• [Records shown]:

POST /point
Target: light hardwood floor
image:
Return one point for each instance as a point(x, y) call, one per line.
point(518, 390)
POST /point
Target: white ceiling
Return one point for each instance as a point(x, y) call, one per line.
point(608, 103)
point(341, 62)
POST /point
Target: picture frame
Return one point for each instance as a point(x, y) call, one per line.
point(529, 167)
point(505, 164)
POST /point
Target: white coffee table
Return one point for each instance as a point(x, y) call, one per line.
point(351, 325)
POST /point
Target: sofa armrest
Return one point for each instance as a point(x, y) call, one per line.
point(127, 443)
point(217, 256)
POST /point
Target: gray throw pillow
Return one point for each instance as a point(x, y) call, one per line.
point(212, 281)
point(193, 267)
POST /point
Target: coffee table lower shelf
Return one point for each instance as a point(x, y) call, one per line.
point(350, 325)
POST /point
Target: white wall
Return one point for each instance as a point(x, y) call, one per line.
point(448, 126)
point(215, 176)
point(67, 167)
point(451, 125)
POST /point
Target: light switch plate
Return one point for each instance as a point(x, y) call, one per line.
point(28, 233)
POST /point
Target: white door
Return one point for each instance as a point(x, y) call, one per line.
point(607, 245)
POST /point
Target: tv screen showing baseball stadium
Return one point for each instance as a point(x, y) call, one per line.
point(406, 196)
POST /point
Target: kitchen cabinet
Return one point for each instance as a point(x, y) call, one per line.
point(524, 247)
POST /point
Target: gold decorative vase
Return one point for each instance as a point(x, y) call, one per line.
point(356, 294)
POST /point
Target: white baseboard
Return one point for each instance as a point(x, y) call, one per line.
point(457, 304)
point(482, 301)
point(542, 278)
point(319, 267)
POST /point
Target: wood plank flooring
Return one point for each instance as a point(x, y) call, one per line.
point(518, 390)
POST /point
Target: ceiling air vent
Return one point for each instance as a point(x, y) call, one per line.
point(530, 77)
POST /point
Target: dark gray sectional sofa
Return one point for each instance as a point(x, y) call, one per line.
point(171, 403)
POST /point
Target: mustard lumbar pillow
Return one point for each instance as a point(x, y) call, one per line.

• [Task objective]:
All that is needed is a number: the count of lines in the listing that hold "ceiling".

• [Exercise response]:
2